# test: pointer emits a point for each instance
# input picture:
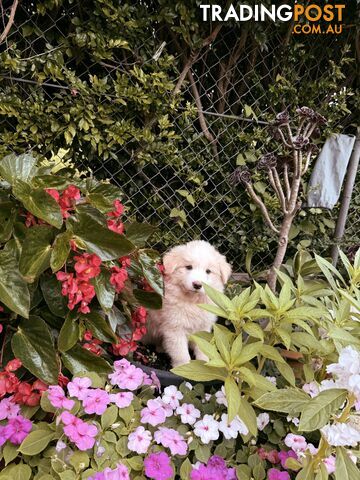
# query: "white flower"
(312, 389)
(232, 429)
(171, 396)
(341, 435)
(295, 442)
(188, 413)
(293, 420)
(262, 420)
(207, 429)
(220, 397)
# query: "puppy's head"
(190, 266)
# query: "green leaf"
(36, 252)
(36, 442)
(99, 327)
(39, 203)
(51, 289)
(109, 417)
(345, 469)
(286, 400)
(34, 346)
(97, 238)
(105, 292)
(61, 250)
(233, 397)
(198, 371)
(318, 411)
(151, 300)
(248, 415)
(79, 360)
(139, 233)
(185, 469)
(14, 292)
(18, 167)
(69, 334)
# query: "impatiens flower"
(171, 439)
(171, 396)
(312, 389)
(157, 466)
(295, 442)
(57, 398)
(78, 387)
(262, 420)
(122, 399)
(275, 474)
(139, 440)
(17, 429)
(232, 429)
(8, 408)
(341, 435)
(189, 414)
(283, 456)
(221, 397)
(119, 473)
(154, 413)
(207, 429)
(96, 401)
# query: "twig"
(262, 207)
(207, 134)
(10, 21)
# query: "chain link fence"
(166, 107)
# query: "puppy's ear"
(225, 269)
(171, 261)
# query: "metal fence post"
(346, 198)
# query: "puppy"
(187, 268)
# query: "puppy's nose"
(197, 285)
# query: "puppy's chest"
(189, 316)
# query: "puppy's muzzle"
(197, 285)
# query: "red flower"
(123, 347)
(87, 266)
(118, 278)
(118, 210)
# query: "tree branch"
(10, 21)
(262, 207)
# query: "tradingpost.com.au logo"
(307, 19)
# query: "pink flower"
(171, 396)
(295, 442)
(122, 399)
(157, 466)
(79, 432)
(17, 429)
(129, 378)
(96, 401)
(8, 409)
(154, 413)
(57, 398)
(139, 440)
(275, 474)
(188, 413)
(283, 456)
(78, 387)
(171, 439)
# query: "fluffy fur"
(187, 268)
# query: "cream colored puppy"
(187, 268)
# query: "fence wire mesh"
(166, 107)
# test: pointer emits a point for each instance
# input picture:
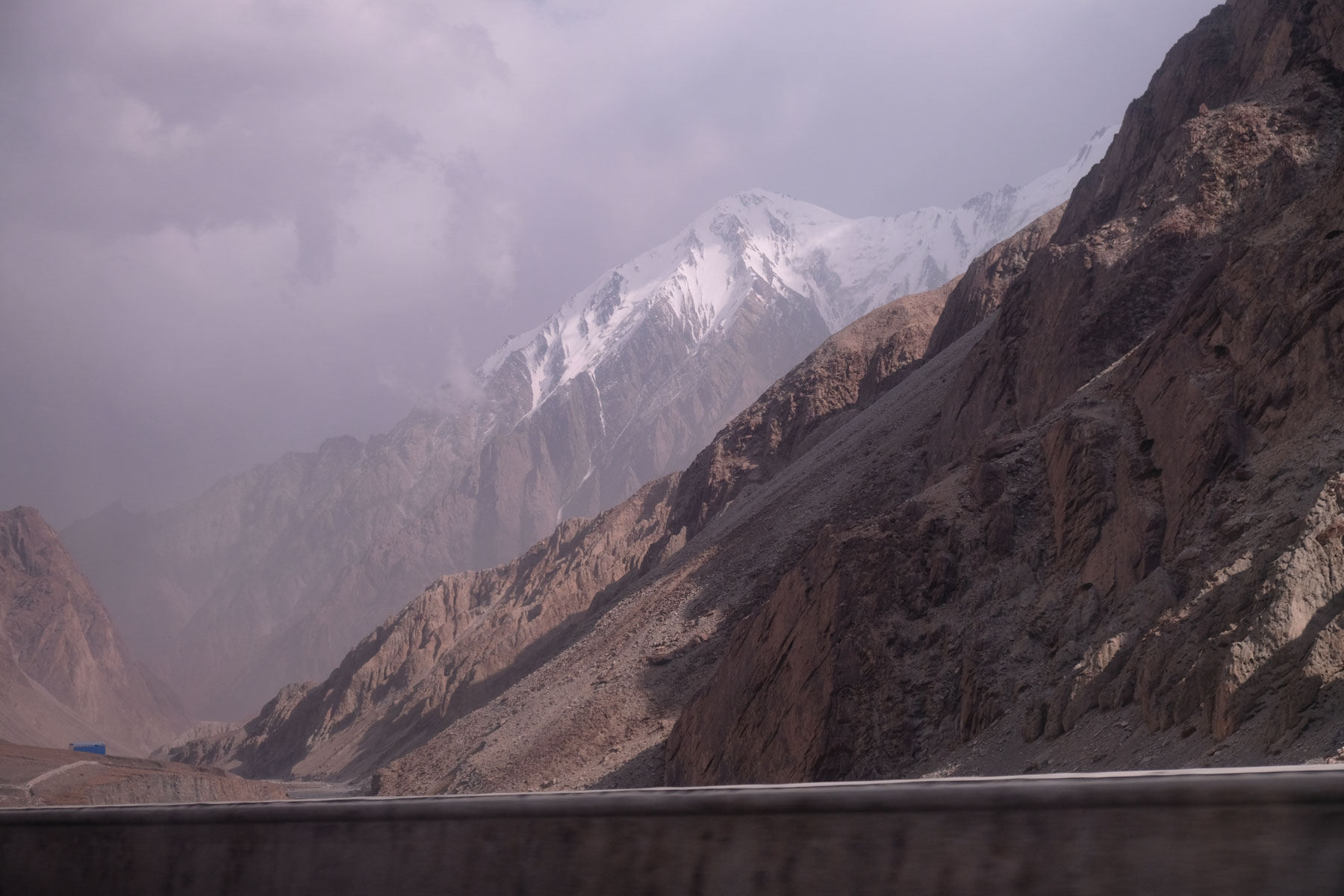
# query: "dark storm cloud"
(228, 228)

------------

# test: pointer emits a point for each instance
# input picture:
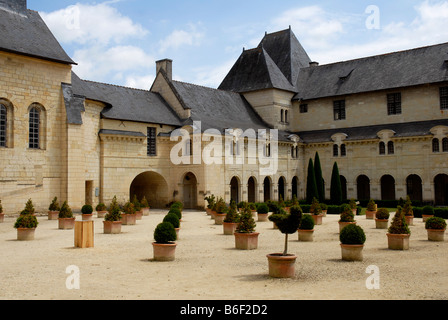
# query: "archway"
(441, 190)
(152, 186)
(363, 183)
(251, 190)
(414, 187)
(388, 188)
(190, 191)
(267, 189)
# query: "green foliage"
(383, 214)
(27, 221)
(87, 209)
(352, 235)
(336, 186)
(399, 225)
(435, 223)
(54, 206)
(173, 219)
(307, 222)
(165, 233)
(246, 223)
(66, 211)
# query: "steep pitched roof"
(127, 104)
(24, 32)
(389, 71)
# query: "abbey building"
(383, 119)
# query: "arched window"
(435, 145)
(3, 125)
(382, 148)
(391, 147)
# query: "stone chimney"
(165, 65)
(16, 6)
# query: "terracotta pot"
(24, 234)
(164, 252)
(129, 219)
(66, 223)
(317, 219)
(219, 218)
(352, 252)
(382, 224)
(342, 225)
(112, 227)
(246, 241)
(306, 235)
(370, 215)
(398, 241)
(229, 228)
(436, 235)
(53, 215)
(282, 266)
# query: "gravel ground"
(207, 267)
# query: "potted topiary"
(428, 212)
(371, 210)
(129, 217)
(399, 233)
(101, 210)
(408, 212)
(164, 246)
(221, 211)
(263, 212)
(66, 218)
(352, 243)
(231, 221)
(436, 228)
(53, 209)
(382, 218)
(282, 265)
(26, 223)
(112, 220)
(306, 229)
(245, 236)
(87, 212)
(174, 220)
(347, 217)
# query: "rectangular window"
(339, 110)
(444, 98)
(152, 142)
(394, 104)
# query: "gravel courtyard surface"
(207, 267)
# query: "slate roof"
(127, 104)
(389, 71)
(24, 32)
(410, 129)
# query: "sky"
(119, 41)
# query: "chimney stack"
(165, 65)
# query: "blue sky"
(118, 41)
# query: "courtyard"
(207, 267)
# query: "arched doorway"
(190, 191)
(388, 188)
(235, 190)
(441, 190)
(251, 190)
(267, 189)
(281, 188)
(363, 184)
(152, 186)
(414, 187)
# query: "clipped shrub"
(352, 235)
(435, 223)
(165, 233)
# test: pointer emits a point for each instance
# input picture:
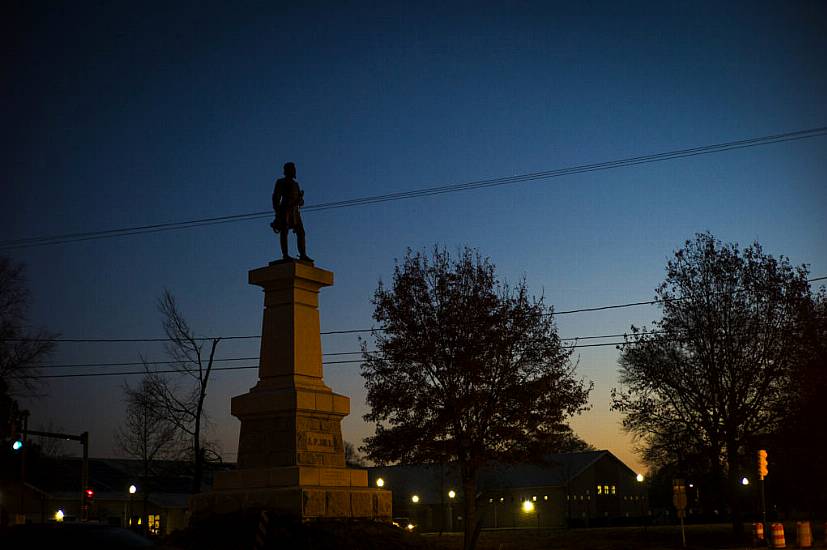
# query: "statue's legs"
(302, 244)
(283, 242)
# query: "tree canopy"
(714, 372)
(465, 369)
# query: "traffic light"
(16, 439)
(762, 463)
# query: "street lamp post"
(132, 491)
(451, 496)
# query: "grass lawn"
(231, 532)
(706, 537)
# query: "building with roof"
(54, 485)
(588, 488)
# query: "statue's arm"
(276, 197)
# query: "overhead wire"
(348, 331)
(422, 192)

------------

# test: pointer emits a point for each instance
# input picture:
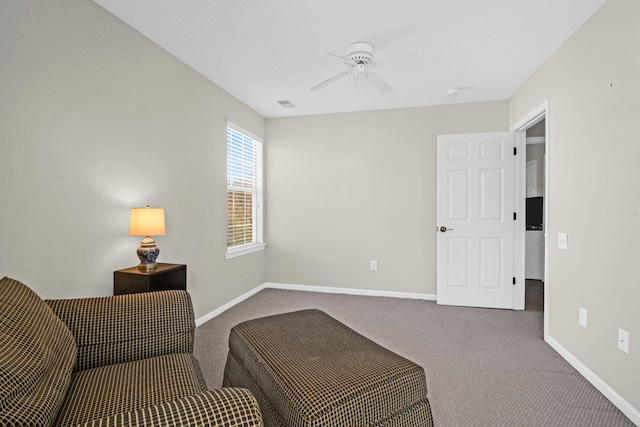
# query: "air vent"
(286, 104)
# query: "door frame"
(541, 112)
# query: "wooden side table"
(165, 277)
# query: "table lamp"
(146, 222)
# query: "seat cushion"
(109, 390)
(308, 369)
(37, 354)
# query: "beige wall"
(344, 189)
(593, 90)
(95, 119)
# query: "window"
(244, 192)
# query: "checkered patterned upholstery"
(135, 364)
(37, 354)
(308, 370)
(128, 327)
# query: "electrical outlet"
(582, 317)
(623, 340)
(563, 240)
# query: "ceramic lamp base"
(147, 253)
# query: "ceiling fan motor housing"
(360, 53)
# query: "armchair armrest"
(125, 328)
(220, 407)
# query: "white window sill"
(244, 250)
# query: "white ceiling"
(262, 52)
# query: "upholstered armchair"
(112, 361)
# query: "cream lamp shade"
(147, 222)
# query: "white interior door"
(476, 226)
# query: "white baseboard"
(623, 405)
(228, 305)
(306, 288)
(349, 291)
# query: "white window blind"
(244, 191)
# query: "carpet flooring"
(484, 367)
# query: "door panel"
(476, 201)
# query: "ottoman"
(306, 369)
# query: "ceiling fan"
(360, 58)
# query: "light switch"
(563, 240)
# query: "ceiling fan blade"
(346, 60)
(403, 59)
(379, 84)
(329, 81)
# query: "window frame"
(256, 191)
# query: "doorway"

------------

# EXERCISE OBJECTIVE
Find every line in the listing above that contains the word "table", and copy each of those lines.

# EXERCISE ANSWER
# query: "wooden side table"
# query: "table lamp"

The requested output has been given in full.